Review: Gemini

Aaron Gerow gerow
Thu Nov 11 23:42:16 EST 1999


Finally got some time to put some reviews on the web, so here are two of 
my "recent" reviews that have been put on the site.

Aaron Gerow

**********

Gemini

Japanese title: Soseiji 
Production Company: Sedic International 
Release: 15 September 1999 
Length: 84 min. 
Format: 35 mm 
Color: Color 

Staff: 
       Director: Tsukamoto Shinya 
       Screenplay:Tsukamoto Shinya 
       Based on the novel by: Edogawa Ranpo 
       Photography: Tsukamoto Shinya 
       Editor: Tsukamoto Shinya 
       Music: Ishikawa Tadashi 
       Executive Producer: Nakazawa Toshiaki 
       Producer: Nishimura Daishi 

Cast: 
       Yukio/Sutekichi: Motoki Masahiro 
       Rin: Ryo 
       Shigefumi: Tsutsui Yasutaka 
       Mitsue: Fujimura Shiho 
       Kakubei: Maro Akaji 
       Rich man: Takenaka Naoto 
       Beggar: Ishibashi Renji 
       Man with sword: Asano Tadanobu 

Review: 

A Drift Between Human, Subhuman

Humanity has built great cities and flown to the moon, but to Tsukamoto 
Shinya it remains as animalistic as ever. His cult classic The Iron Man 
("Tetsuo," 1989),
featuring characters who slowly devolve (evolve?) into grotesque metallic 
beasts, presented the industrial city not as the victory over primitive 
life, but its re-creation or
even apex. Even in a film like Tokyo Fist (1995), a movie without any 
rusty sci-fi creatures, the brutally physical and animalistic side of 
human beings continued to rear
its ugly head underneath a civilized veneer.
--------------------
- [What the task asks]:
Revise the part of the Gemini review that opens with the words "Aaron Gerow gerow" and closes with "on the site.", changing "web" to "internet".

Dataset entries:
--------------------
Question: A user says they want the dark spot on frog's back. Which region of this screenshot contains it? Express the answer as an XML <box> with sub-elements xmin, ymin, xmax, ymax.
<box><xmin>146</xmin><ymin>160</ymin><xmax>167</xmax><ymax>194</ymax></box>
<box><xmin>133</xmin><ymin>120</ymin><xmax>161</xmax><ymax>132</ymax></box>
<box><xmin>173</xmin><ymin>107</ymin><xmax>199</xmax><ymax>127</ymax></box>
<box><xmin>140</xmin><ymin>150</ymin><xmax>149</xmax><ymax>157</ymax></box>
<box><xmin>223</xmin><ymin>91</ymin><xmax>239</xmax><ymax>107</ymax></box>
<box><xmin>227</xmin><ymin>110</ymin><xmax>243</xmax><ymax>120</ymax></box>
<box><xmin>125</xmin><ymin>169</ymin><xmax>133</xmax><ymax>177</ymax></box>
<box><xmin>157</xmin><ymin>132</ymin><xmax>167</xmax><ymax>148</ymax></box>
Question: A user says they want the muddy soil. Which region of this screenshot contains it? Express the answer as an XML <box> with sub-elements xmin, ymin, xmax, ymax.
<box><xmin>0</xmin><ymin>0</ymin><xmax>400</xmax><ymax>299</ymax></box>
--------------------
- [Answer below]:
Aaron Gerow gerow
Thu Nov 11 23:42:16 EST 1999


Finally got some time to put some reviews on the internet, so here are two of 
my "recent" reviews that have been put on the site.